— start of THE RECORDS —

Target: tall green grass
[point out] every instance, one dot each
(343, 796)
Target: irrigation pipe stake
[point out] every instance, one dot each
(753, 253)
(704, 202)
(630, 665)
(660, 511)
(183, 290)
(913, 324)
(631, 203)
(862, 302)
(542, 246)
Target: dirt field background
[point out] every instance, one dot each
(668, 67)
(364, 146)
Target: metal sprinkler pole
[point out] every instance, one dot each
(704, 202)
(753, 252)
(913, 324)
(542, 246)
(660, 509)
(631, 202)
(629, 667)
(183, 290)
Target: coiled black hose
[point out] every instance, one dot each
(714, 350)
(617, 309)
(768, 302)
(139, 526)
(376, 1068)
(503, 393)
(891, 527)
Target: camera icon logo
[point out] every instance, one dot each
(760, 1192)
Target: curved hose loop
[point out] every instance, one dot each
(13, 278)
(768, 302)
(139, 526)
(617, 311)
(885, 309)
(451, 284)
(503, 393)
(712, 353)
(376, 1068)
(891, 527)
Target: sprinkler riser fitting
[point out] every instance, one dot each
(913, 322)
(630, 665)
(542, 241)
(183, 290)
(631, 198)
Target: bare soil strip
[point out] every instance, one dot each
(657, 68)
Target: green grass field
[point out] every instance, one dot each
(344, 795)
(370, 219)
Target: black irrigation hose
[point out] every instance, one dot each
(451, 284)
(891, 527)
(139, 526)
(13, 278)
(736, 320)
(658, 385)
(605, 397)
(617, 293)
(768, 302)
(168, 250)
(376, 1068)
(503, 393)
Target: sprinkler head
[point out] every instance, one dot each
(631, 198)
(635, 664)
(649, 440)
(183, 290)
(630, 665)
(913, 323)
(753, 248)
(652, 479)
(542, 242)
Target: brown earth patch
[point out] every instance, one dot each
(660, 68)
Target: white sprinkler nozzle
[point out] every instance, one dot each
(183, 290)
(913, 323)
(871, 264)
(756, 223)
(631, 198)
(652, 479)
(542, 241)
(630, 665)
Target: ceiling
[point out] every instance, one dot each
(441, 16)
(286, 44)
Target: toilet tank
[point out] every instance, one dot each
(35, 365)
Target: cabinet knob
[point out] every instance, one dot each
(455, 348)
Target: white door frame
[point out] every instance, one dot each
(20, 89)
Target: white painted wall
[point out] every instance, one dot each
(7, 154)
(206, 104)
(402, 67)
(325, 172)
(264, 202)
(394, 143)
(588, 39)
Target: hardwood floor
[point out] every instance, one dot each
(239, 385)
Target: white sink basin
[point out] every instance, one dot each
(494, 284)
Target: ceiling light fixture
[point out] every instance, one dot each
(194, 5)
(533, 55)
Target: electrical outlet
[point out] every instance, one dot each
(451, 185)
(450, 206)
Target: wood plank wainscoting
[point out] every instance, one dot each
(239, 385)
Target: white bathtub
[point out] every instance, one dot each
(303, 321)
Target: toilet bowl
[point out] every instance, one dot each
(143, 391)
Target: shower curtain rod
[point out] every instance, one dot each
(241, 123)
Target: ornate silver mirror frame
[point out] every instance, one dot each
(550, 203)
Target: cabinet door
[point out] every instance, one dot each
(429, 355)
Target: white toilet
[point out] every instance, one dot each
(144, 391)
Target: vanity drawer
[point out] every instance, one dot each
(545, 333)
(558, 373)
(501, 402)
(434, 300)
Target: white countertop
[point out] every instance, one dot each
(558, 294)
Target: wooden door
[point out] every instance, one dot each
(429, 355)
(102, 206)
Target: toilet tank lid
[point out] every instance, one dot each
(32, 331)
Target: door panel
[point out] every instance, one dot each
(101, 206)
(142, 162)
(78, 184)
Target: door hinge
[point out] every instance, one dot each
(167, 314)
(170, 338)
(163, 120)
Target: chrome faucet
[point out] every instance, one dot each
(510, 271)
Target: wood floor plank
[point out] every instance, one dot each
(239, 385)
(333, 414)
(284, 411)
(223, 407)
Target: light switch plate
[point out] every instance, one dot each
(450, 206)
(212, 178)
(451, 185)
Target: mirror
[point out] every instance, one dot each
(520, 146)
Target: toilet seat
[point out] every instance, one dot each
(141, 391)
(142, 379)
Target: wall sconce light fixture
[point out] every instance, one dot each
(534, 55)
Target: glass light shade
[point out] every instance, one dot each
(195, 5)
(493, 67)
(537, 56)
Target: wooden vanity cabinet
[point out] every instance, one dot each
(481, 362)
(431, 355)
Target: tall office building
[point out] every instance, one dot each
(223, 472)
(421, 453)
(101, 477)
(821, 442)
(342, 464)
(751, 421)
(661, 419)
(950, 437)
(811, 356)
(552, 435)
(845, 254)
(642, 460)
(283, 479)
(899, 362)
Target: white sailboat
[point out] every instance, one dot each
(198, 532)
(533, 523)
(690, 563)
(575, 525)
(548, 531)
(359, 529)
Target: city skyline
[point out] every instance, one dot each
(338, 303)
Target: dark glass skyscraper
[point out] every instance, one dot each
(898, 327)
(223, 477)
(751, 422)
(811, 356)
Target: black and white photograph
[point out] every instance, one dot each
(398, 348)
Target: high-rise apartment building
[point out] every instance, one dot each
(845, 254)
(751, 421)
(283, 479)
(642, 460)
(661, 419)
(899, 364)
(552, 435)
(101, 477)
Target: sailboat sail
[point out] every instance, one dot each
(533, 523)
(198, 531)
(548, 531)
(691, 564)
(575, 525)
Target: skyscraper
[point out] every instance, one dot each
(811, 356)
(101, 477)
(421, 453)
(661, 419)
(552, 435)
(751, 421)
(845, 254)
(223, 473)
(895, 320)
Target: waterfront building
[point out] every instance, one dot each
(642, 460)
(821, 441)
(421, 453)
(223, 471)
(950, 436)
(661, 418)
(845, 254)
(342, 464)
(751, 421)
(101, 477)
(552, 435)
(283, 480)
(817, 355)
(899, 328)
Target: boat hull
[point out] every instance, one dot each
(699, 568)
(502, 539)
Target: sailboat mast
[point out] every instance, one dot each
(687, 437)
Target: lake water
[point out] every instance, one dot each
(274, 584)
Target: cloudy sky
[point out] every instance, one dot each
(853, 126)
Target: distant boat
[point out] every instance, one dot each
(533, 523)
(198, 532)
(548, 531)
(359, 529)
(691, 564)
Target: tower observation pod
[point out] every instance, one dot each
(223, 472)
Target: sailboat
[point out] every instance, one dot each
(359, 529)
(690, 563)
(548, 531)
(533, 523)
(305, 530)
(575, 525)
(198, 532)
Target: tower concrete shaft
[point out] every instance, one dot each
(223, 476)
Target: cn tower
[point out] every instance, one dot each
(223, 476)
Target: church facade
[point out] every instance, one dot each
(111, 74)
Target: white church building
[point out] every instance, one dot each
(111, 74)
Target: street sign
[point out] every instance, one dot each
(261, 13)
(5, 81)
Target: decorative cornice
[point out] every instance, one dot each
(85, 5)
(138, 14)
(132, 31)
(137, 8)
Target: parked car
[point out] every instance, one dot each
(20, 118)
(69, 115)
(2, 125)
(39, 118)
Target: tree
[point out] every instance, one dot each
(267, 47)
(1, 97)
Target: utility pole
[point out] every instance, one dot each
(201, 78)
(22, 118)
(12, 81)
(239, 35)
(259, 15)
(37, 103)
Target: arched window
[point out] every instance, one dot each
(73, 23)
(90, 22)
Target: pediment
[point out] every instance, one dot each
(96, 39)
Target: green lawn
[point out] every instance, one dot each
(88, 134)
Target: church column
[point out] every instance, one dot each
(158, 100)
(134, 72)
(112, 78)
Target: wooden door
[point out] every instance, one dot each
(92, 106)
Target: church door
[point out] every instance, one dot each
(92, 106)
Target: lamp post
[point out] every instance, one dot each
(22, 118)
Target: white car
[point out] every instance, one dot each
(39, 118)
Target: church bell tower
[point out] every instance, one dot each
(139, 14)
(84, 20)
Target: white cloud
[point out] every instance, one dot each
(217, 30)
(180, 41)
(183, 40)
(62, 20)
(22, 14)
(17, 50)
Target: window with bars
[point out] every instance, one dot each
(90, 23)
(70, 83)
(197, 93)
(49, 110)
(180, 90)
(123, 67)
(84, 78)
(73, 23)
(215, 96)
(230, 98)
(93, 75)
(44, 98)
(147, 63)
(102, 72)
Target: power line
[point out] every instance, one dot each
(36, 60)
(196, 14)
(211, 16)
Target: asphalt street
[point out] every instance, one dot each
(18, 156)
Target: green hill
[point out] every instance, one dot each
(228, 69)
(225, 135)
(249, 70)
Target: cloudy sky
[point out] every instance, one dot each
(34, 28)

— end of THE RECORDS —

WHAT TO DO:
From the line holding "Target: white car" to the last line of the records, quote each line exactly and add nothing.

ANSWER TO THIS TASK:
Target: white car
[point out] every instance, one dot each
(39, 118)
Target: church bell tower
[point out] every instance, one dot each
(139, 14)
(84, 20)
Target: white cloud
[point out] every instance, one dot each
(217, 30)
(180, 41)
(183, 40)
(62, 20)
(22, 14)
(17, 50)
Target: window with bars
[point out] every instance, one dot each
(90, 23)
(70, 83)
(197, 93)
(49, 110)
(180, 90)
(123, 67)
(84, 78)
(73, 23)
(215, 96)
(230, 98)
(93, 75)
(44, 98)
(147, 63)
(102, 72)
Target: power line
[point out] every instance, one dot each
(36, 60)
(196, 14)
(211, 16)
Target: asphalt street
[point out] every instance, one dot each
(18, 156)
Target: green hill
[point out] every instance, one dot each
(228, 69)
(225, 135)
(249, 70)
Target: cloudy sky
[point out] every instance, one dot each
(34, 28)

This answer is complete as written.